— TASK OBJECTIVE —
Leaving the pictures out, transcribe the records below exactly.

— DATA SUPPLIED —
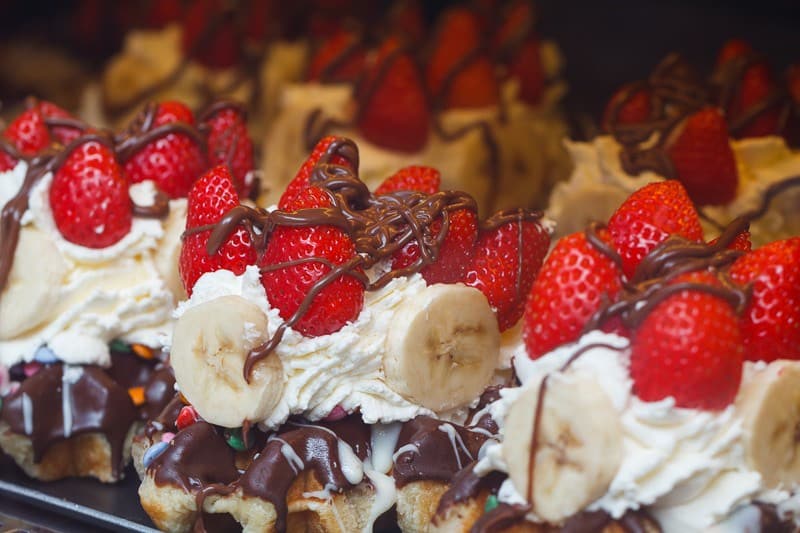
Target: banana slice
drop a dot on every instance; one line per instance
(770, 407)
(31, 291)
(442, 347)
(209, 347)
(579, 445)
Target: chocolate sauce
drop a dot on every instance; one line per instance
(89, 400)
(378, 225)
(431, 449)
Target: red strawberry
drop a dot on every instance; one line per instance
(28, 133)
(704, 160)
(209, 34)
(648, 217)
(173, 161)
(689, 347)
(337, 303)
(395, 112)
(301, 179)
(63, 134)
(89, 197)
(210, 198)
(573, 283)
(771, 323)
(454, 254)
(340, 59)
(475, 84)
(636, 108)
(413, 178)
(229, 143)
(505, 265)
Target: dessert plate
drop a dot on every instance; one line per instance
(85, 501)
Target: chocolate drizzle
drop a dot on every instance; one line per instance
(91, 402)
(378, 225)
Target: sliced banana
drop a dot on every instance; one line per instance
(210, 344)
(769, 404)
(31, 291)
(442, 347)
(579, 445)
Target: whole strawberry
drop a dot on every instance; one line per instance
(505, 263)
(648, 217)
(574, 282)
(689, 347)
(229, 143)
(703, 158)
(28, 134)
(771, 322)
(89, 197)
(175, 160)
(298, 258)
(210, 198)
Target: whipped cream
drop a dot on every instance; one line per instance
(686, 465)
(598, 185)
(343, 368)
(83, 297)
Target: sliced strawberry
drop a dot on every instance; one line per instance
(574, 282)
(704, 160)
(339, 59)
(229, 143)
(173, 161)
(210, 198)
(62, 134)
(648, 217)
(474, 85)
(689, 347)
(210, 35)
(301, 180)
(771, 322)
(28, 133)
(506, 261)
(413, 178)
(455, 252)
(89, 197)
(634, 107)
(287, 286)
(395, 112)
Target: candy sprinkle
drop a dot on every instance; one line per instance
(153, 452)
(137, 395)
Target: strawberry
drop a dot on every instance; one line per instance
(89, 197)
(648, 217)
(62, 134)
(454, 254)
(474, 85)
(771, 322)
(340, 301)
(301, 180)
(506, 260)
(573, 283)
(395, 112)
(229, 143)
(340, 59)
(210, 198)
(210, 35)
(636, 107)
(173, 161)
(28, 134)
(704, 160)
(413, 178)
(689, 347)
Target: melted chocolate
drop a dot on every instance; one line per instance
(91, 402)
(434, 450)
(378, 225)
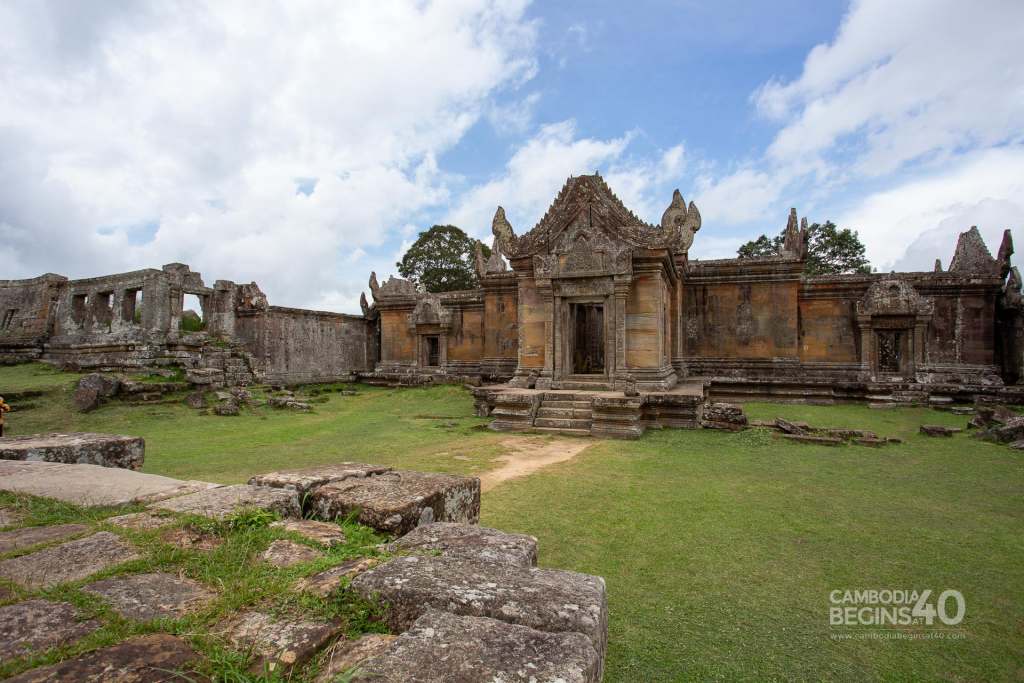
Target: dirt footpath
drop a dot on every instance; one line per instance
(526, 455)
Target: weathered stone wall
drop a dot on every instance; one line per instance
(28, 308)
(295, 346)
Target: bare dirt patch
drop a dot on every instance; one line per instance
(524, 456)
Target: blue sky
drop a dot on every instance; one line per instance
(304, 144)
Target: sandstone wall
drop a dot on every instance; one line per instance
(293, 346)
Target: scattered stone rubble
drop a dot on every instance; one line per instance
(468, 602)
(78, 447)
(723, 416)
(802, 432)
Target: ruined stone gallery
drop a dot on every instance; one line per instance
(591, 299)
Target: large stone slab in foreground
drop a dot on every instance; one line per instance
(472, 649)
(84, 484)
(549, 600)
(147, 596)
(221, 502)
(304, 480)
(153, 658)
(398, 501)
(33, 536)
(34, 626)
(276, 643)
(69, 561)
(469, 542)
(77, 449)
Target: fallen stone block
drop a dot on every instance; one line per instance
(190, 539)
(812, 438)
(9, 517)
(196, 399)
(723, 416)
(69, 561)
(140, 521)
(34, 626)
(788, 427)
(105, 386)
(85, 399)
(223, 501)
(440, 646)
(33, 536)
(326, 534)
(469, 542)
(938, 430)
(156, 657)
(276, 643)
(329, 581)
(283, 553)
(77, 447)
(399, 501)
(147, 596)
(346, 654)
(549, 600)
(304, 480)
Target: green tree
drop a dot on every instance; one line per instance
(829, 250)
(441, 260)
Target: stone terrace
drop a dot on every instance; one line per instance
(466, 603)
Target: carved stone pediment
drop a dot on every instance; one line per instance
(429, 311)
(587, 201)
(894, 296)
(393, 287)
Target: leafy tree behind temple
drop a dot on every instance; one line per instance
(829, 250)
(441, 260)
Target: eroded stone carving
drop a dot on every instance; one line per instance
(894, 296)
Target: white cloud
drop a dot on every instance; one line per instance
(910, 225)
(539, 168)
(199, 118)
(903, 81)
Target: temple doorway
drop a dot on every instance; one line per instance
(890, 350)
(588, 338)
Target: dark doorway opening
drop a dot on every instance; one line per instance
(890, 351)
(433, 350)
(588, 338)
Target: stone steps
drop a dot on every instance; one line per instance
(561, 430)
(565, 413)
(557, 423)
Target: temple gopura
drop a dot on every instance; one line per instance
(593, 321)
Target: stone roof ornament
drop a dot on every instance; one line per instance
(972, 256)
(505, 239)
(891, 295)
(681, 222)
(795, 237)
(1006, 252)
(1012, 297)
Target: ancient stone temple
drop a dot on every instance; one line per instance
(592, 321)
(593, 299)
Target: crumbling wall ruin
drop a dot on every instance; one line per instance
(134, 322)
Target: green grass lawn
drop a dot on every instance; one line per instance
(719, 549)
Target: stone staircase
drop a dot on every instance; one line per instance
(565, 414)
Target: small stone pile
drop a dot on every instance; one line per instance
(999, 425)
(723, 416)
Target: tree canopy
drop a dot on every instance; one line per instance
(441, 260)
(829, 250)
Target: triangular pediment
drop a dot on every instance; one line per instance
(587, 208)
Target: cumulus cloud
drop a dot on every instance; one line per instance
(139, 133)
(908, 226)
(539, 168)
(925, 96)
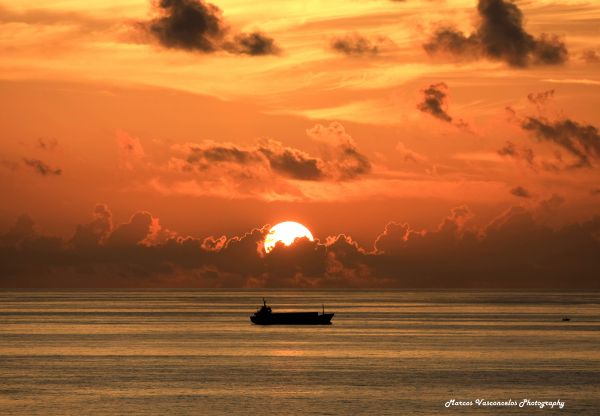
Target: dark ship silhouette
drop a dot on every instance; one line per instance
(264, 316)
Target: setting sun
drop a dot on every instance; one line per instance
(286, 232)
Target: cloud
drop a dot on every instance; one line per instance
(514, 250)
(581, 141)
(136, 230)
(47, 143)
(354, 44)
(197, 26)
(434, 101)
(520, 192)
(340, 159)
(409, 155)
(590, 56)
(499, 36)
(41, 167)
(95, 232)
(269, 156)
(255, 43)
(540, 98)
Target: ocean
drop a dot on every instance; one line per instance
(195, 352)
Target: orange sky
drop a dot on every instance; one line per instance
(334, 114)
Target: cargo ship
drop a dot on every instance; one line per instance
(265, 316)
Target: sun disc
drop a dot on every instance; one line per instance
(286, 232)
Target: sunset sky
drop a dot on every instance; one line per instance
(424, 143)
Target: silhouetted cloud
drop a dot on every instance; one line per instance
(353, 44)
(520, 192)
(499, 36)
(341, 159)
(524, 153)
(513, 250)
(41, 167)
(540, 98)
(195, 25)
(47, 143)
(581, 141)
(255, 43)
(270, 155)
(591, 56)
(95, 232)
(434, 101)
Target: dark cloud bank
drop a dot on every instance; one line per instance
(41, 168)
(354, 44)
(434, 101)
(499, 36)
(512, 251)
(197, 26)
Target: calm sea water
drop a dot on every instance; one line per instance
(387, 353)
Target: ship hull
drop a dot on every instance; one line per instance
(293, 318)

— SOLVED EXERCISE —
Target: banana slice
drop a dot on every instance; one line per instance
(770, 407)
(31, 291)
(442, 347)
(209, 347)
(579, 445)
Target: chocolate sauce
drop a dot on every instance; one line per instance
(89, 400)
(378, 225)
(431, 449)
Target: red strawberry
drop a dot on every instance; one line per instance
(28, 133)
(704, 160)
(209, 34)
(648, 217)
(173, 161)
(689, 347)
(337, 303)
(395, 112)
(301, 179)
(63, 134)
(89, 197)
(210, 198)
(573, 283)
(771, 323)
(454, 254)
(340, 59)
(475, 84)
(636, 108)
(413, 178)
(229, 143)
(505, 265)
Target: dessert plate
drop a dot on every instance; one line per instance
(85, 501)
Target: chocolate drizzle
drop a dot on every instance; one line per instance
(91, 402)
(378, 225)
Target: sliced banana
drop a dot on every instance; one line per instance
(210, 344)
(769, 404)
(31, 291)
(442, 347)
(579, 445)
Target: whole strawberry
drop a dot on every instance; one line per instance
(505, 263)
(648, 217)
(574, 282)
(689, 347)
(229, 143)
(703, 158)
(28, 134)
(771, 322)
(89, 197)
(175, 160)
(298, 258)
(210, 198)
Target: whipped cream
drop a dot on every instance; one line per instance
(686, 465)
(598, 185)
(343, 368)
(83, 297)
Target: sliced strawberry
drop a dot on every instance; one line per instance
(574, 282)
(704, 160)
(339, 59)
(229, 143)
(173, 161)
(210, 198)
(62, 134)
(648, 217)
(474, 85)
(689, 347)
(210, 35)
(301, 180)
(771, 322)
(28, 133)
(506, 261)
(413, 178)
(455, 252)
(89, 197)
(634, 107)
(287, 286)
(395, 112)
Target: candy sprinkle
drop a dot on every instance; one line per instance
(153, 452)
(137, 395)
Target: strawberry
drop a dot on every instance; one line per instance
(89, 197)
(648, 217)
(62, 134)
(454, 254)
(474, 85)
(771, 322)
(340, 301)
(301, 180)
(506, 260)
(573, 283)
(395, 112)
(229, 143)
(340, 59)
(210, 198)
(210, 35)
(636, 107)
(173, 161)
(28, 134)
(704, 160)
(413, 178)
(689, 347)
Target: melted chocolate
drop a dot on every instance; one line per instance
(91, 402)
(434, 450)
(378, 225)
Target: dirt footpath
drop a dot on every instance; one line per instance
(526, 455)
Target: weathered stone wall
drop a dot on every instance; one line per instance
(28, 308)
(295, 346)
Target: bare dirt patch
drop a dot on every instance; one line per instance
(524, 456)
Target: blue sky
drop a dot on every instance; one line per instance
(304, 144)
Target: sandstone wall
drop a dot on every instance; one line per instance
(293, 346)
Target: scattered stone rubble
drop a dot on every instance; one line per instance
(468, 602)
(78, 447)
(723, 416)
(802, 432)
Target: ruined stone gallery
drop a dot on every instance; one line per instance
(591, 299)
Target: large stone slab in foreground
drop a dot on every instance; one line per instance
(472, 649)
(84, 484)
(549, 600)
(147, 596)
(221, 502)
(304, 480)
(153, 658)
(398, 501)
(33, 536)
(34, 626)
(276, 643)
(69, 561)
(469, 542)
(77, 449)
Target: fallen stone block
drop a dot on every instance; one line per instance
(190, 539)
(812, 438)
(9, 517)
(196, 399)
(723, 416)
(69, 561)
(140, 521)
(34, 626)
(788, 427)
(105, 386)
(85, 399)
(223, 501)
(440, 646)
(33, 536)
(326, 534)
(469, 542)
(938, 430)
(156, 657)
(276, 643)
(329, 581)
(283, 553)
(77, 447)
(399, 501)
(147, 596)
(346, 654)
(549, 600)
(304, 480)
Target: green tree
drop a dot on every instance; one line per instance
(829, 250)
(441, 260)
Target: stone terrace
drop a dot on every instance; one line per instance
(466, 603)
Target: carved stone pediment
drop a dot on every instance; one line per instance
(429, 311)
(587, 201)
(894, 296)
(393, 287)
Target: leafy tree behind temple
drop a dot on every instance; one line per instance
(829, 250)
(441, 260)
Target: eroded stone carving
drop a dot on every instance; one line per instance
(894, 296)
Target: white cloud
drop a dot on every instance; one line per instance
(910, 225)
(539, 168)
(199, 118)
(903, 81)
Target: temple doorway
drop a dot on every instance; one line per instance
(890, 350)
(588, 338)
Target: dark doorway opening
drop a dot on every instance; one line per instance
(890, 351)
(433, 350)
(588, 338)
Target: stone steps
drop a dot on every instance; one line per instance
(561, 430)
(565, 413)
(557, 423)
Target: temple gopura
drop a dot on every instance; one line per instance
(593, 321)
Target: stone roof ornament
drop a dot on every instance; one line per instance
(972, 256)
(505, 239)
(891, 295)
(681, 222)
(795, 237)
(1006, 252)
(1012, 297)
Target: ancient stone temple
drop a dot on every instance; one line per instance
(592, 321)
(593, 299)
Target: crumbling wall ruin
drop a dot on every instance; one line per instance
(134, 322)
Target: green grass lawn
drop a dot on every instance; one line per instance
(719, 549)
Target: stone staircase
drop a dot on every instance; one line per instance
(565, 414)
Target: small stone pile
drop a dot on every instance; one line per instance
(999, 425)
(723, 416)
Target: tree canopy
drop a dot on every instance; one line per instance
(441, 260)
(829, 250)
Target: triangular pediment
drop a dot on every instance; one line per instance
(587, 208)
Target: cumulus cloud
drop a dot on every instance; one line per instance
(139, 133)
(908, 226)
(539, 168)
(925, 96)
Target: dark ship silhouette
drop a dot on every instance; one line per instance
(264, 316)
Target: setting sun
drop a dot on every instance; one line per instance
(286, 232)
Target: cloud
drop a dot on every instance; one line per instance
(514, 250)
(581, 141)
(136, 230)
(47, 143)
(354, 44)
(197, 26)
(434, 101)
(520, 192)
(340, 159)
(409, 155)
(590, 56)
(499, 36)
(41, 167)
(95, 232)
(269, 156)
(255, 43)
(540, 98)
Target: ocean
drop a dot on every instance; one line per instance
(195, 352)
Target: orange sky
drop a dot on every instance; one line per instance
(334, 114)
Target: cargo ship
drop a dot on every instance; one line per instance
(265, 316)
Target: sun disc
drop a dot on every instance; one line per instance
(286, 232)
Target: sunset sky
drop a dot on every instance; one line per instance
(424, 143)
Target: silhouetted cloud
drop a dot on every instance; one line per instance
(353, 44)
(520, 192)
(499, 36)
(341, 159)
(524, 153)
(513, 250)
(41, 167)
(540, 98)
(195, 25)
(47, 143)
(581, 141)
(255, 43)
(270, 155)
(591, 56)
(95, 232)
(434, 101)
Target: dark cloud bank
drop a dot on every instance; one line per instance
(41, 168)
(354, 44)
(434, 101)
(499, 36)
(512, 251)
(197, 26)
Target: calm sea water
drop a dot on every instance; one line per instance
(387, 353)
Target: ship hull
drop a dot on every instance; one line per instance
(293, 318)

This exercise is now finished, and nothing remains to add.